Problem requirements: Reproduce each line of the material below verbatim, omitting the pictures from your reply.

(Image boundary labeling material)
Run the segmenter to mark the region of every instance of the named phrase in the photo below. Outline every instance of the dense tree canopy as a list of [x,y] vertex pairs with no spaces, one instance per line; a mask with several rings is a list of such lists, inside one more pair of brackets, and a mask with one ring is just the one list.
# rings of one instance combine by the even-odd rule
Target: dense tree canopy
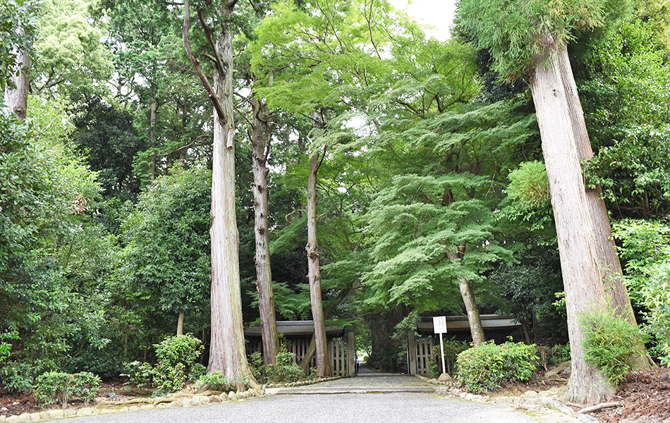
[[[467,314],[477,345],[480,310],[565,342],[575,292],[669,362],[667,2],[458,8],[441,41],[386,0],[0,0],[0,388],[118,378],[182,324],[252,385],[243,325],[320,300],[383,369],[434,315]],[[4,93],[23,53],[22,121]],[[583,209],[561,208],[568,161]],[[575,259],[597,265],[566,262],[578,227],[603,235]]]

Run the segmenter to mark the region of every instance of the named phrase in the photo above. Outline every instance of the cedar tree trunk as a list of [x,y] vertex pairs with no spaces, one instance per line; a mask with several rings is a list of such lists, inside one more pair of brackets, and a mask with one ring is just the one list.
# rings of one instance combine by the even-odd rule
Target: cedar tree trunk
[[[325,154],[325,153],[324,153]],[[319,243],[317,238],[317,172],[319,166],[319,154],[315,153],[310,160],[310,176],[307,185],[307,278],[310,281],[310,298],[312,300],[312,318],[314,320],[314,336],[316,341],[317,369],[319,376],[331,374],[324,319],[323,302],[321,298],[321,272],[319,270]]]
[[[224,2],[220,18],[227,21],[232,5]],[[240,289],[239,233],[235,210],[235,128],[233,125],[233,34],[228,24],[217,33],[216,54],[221,66],[214,72],[212,169],[212,338],[208,371],[221,371],[231,381],[240,376],[257,386],[245,351]],[[216,109],[216,107],[215,107]],[[236,382],[241,386],[242,382]]]
[[561,268],[566,293],[568,335],[572,356],[572,373],[565,398],[568,400],[598,403],[614,390],[600,371],[584,360],[584,331],[580,314],[606,305],[604,278],[599,237],[607,236],[594,225],[597,213],[582,175],[582,148],[575,140],[575,123],[566,92],[559,59],[559,47],[551,36],[545,39],[546,56],[538,56],[530,75],[542,142],[556,222]]
[[177,336],[184,334],[184,312],[179,312],[179,317],[177,317]]
[[270,147],[270,128],[267,108],[260,100],[253,99],[251,168],[254,175],[254,233],[256,237],[256,288],[260,312],[263,340],[263,361],[266,364],[276,362],[279,336],[274,313],[274,294],[270,270],[270,248],[267,224],[267,156]]
[[[593,150],[586,129],[584,120],[584,111],[577,92],[577,85],[570,66],[570,57],[565,45],[558,46],[559,66],[563,77],[564,88],[568,101],[570,118],[577,143],[577,152],[580,161],[593,157]],[[628,297],[628,290],[623,283],[621,264],[616,254],[616,247],[611,235],[611,224],[605,202],[602,198],[602,189],[599,185],[595,188],[586,188],[586,198],[589,202],[589,209],[592,211],[591,219],[598,237],[599,261],[602,264],[605,274],[605,289],[611,290],[612,305],[614,312],[622,319],[628,320],[631,324],[637,326],[633,306]],[[640,355],[636,357],[635,369],[644,370],[654,365],[653,361],[647,353],[644,345],[640,345]]]
[[[459,245],[456,253],[448,248],[446,254],[451,260],[463,259],[463,257],[465,255],[465,244]],[[463,276],[458,276],[458,290],[461,291],[461,297],[463,298],[463,303],[468,313],[468,323],[470,324],[473,343],[475,347],[478,347],[486,342],[484,327],[482,326],[482,319],[480,317],[480,309],[477,305],[477,301],[475,300],[475,293],[473,291],[473,286],[470,281]]]
[[[19,23],[17,30],[23,35],[25,33],[23,27],[20,25],[20,23]],[[17,119],[25,121],[30,82],[30,56],[28,56],[28,46],[24,46],[24,48],[20,50],[15,51],[15,53],[16,59],[14,62],[11,82],[16,87],[14,88],[10,84],[7,84],[5,87],[4,102],[10,113],[14,114]]]

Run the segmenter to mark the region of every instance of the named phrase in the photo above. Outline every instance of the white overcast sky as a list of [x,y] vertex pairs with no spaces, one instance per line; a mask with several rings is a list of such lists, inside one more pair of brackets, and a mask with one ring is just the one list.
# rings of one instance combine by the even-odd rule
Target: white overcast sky
[[432,27],[426,30],[430,37],[442,41],[449,37],[449,27],[456,13],[455,0],[390,0],[396,8],[403,9],[417,22]]

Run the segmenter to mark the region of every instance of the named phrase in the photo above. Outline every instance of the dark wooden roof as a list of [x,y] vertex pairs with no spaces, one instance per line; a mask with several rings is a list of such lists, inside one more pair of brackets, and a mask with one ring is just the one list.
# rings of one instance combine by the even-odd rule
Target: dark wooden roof
[[[277,331],[286,336],[308,336],[314,333],[313,320],[281,320],[277,321]],[[332,322],[326,322],[327,336],[342,336],[344,328],[334,326]],[[245,336],[260,336],[260,325],[255,324],[250,328],[245,328]]]
[[[484,330],[513,330],[521,327],[521,324],[516,321],[512,316],[500,314],[482,314],[482,326]],[[470,323],[468,316],[447,316],[446,331],[449,332],[470,331]],[[432,317],[422,317],[417,324],[417,331],[420,333],[433,333]]]

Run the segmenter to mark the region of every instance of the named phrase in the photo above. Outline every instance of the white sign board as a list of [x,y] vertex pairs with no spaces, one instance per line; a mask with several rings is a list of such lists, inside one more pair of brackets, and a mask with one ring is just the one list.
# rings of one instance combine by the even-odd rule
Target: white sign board
[[433,317],[433,330],[435,333],[446,333],[446,317]]

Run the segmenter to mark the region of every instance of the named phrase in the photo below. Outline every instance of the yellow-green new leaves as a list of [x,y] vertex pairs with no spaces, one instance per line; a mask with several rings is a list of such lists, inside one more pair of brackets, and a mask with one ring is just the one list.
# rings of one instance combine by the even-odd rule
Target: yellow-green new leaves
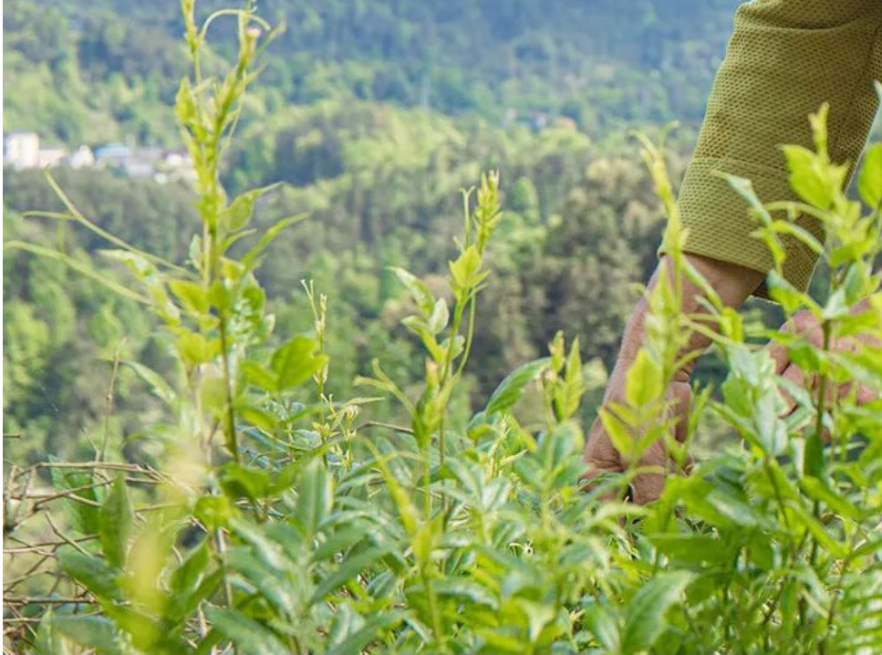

Task solution:
Run the segmenter to mark the region of every instance of the named phrase in the photo below. Outline every instance of the dense tree canopy as a list of [x,y] vertex pairs with no spaces, one instance per line; a mask with several rings is a list of such lists, inside one more pair of brackets, and a mask with one ring is just the one list.
# rings of one instance combine by the even-odd rule
Target: dense tree canopy
[[[467,314],[477,345],[480,310],[565,342],[575,292],[669,362],[667,2],[458,8],[441,41],[386,0],[0,0],[0,388],[118,378],[182,324],[252,385],[243,325],[320,300],[383,369],[434,315]],[[4,93],[23,53],[22,121]],[[583,209],[561,208],[568,161]],[[575,259],[597,265],[566,262],[578,227],[603,235]]]

Run the segmenter to mark the region of every instance of the named phrase in the photo above. Outline every instance of the cedar tree trunk as a list of [x,y] vertex pairs with no spaces, one instance per line; a mask with several rings is a list of such lists, inside one more pair of brackets, and a mask with one ring is just the one list.
# rings of one instance combine by the even-odd rule
Target: cedar tree trunk
[[[325,154],[325,153],[324,153]],[[319,243],[317,238],[317,172],[319,166],[319,154],[315,153],[310,160],[310,176],[307,185],[307,278],[310,281],[310,298],[312,300],[312,318],[314,320],[314,336],[316,341],[317,369],[319,376],[331,374],[324,319],[323,302],[321,298],[321,272],[319,270]]]
[[[224,2],[220,18],[227,21],[232,5]],[[240,289],[239,233],[235,210],[235,128],[233,125],[233,34],[228,24],[217,33],[216,54],[221,66],[214,72],[212,169],[212,338],[208,371],[221,371],[231,381],[240,376],[257,386],[245,351]],[[216,109],[216,107],[215,107]],[[236,382],[241,386],[242,382]]]
[[561,268],[566,293],[568,335],[572,356],[572,373],[565,398],[568,400],[598,403],[614,390],[600,371],[584,360],[584,331],[580,314],[606,305],[604,278],[599,237],[607,236],[594,225],[597,213],[582,175],[582,148],[575,140],[575,123],[566,92],[559,59],[559,47],[551,36],[545,39],[546,56],[538,56],[530,75],[542,142],[556,222]]
[[177,336],[184,334],[184,312],[179,312],[179,317],[177,317]]
[[270,147],[270,128],[267,108],[260,100],[253,99],[251,168],[254,175],[254,233],[256,237],[256,288],[260,312],[263,340],[263,361],[266,364],[276,362],[279,336],[274,313],[274,294],[270,270],[270,248],[267,224],[267,156]]
[[[593,150],[586,129],[584,120],[584,111],[577,92],[577,85],[570,66],[570,57],[565,45],[558,46],[559,66],[563,77],[564,88],[568,101],[570,118],[577,143],[577,152],[580,161],[593,157]],[[628,297],[628,290],[623,283],[621,264],[616,254],[616,247],[611,235],[611,224],[605,202],[602,198],[602,189],[599,185],[595,188],[586,188],[586,198],[589,202],[589,209],[592,211],[591,219],[598,237],[599,261],[602,264],[605,274],[605,289],[611,290],[612,305],[614,312],[622,319],[628,320],[631,324],[637,326],[633,306]],[[640,355],[636,357],[635,369],[644,370],[654,365],[653,361],[647,353],[644,345],[640,345]]]
[[[459,245],[456,253],[448,248],[446,254],[451,260],[463,259],[463,257],[465,255],[465,244]],[[463,276],[458,276],[458,290],[461,291],[461,297],[463,298],[463,303],[468,313],[468,323],[470,324],[473,343],[475,347],[478,347],[486,342],[484,327],[482,326],[482,319],[480,317],[480,309],[477,305],[477,301],[475,300],[475,293],[473,291],[473,286],[470,281]]]
[[[19,23],[17,30],[23,35],[25,33],[23,27],[20,25],[20,23]],[[17,119],[25,121],[30,82],[30,56],[28,56],[28,46],[24,46],[24,48],[20,50],[15,51],[15,53],[16,59],[14,62],[11,82],[16,87],[14,88],[10,84],[7,84],[5,87],[4,102],[10,113],[14,114]]]

Run the segmenter to mark the region of every instance of the named phrase in the photo above. Outline every instance of the white overcast sky as a list of [x,y] vertex pairs with no spaces, one instance per line; a mask with several rings is a list of such lists, inside one more pair of brackets, and a mask with one ring is just the one list.
# rings of one instance combine by the even-odd rule
Target: white overcast sky
[[432,27],[426,30],[430,37],[442,41],[449,37],[449,27],[456,13],[455,0],[390,0],[396,8],[403,9],[417,22]]

Run the segmenter to mark the region of every instance of the named phrase in the photo above. Outline every instance of the dark wooden roof as a list of [x,y] vertex pairs with no spaces, one instance per line; a mask with several rings is a list of such lists, inside one more pair of brackets, and a mask with one ring is just the one list.
# rings of one instance combine by the even-odd rule
Target: dark wooden roof
[[[277,331],[286,336],[308,336],[314,333],[313,320],[281,320],[277,321]],[[332,322],[326,322],[327,336],[342,336],[344,328],[334,326]],[[245,336],[260,336],[260,325],[255,324],[250,328],[245,328]]]
[[[484,330],[513,330],[521,327],[521,324],[516,321],[512,316],[500,314],[482,314],[482,326]],[[470,323],[468,316],[447,316],[446,331],[449,332],[470,331]],[[432,317],[422,317],[417,324],[417,331],[420,333],[433,333]]]

Run the segmenter to mark the region of every instance of the named phrase in the photo above. Outline every instance of the white sign board as a list of [x,y] vertex pairs with no spaces, one instance per line; a mask with several rings is a list of such lists, inside one more pair of brackets, and a mask with one ring is just the one list.
# rings of one instance combine by the even-odd rule
Target: white sign board
[[433,317],[433,330],[435,333],[446,333],[446,317]]

Run the segmenter to mark the region of every instance of the named phrase in the photo below. Outline every instance of the yellow-green new leaves as a list of [x,y] vertex pairs with no spaces, one instance per line; a mask with several rings is a list of such lists, inside one more pair of brackets, and a mask with one ring is just the one list.
# rings of one instance combine by the even-odd rule
Target: yellow-green new leaves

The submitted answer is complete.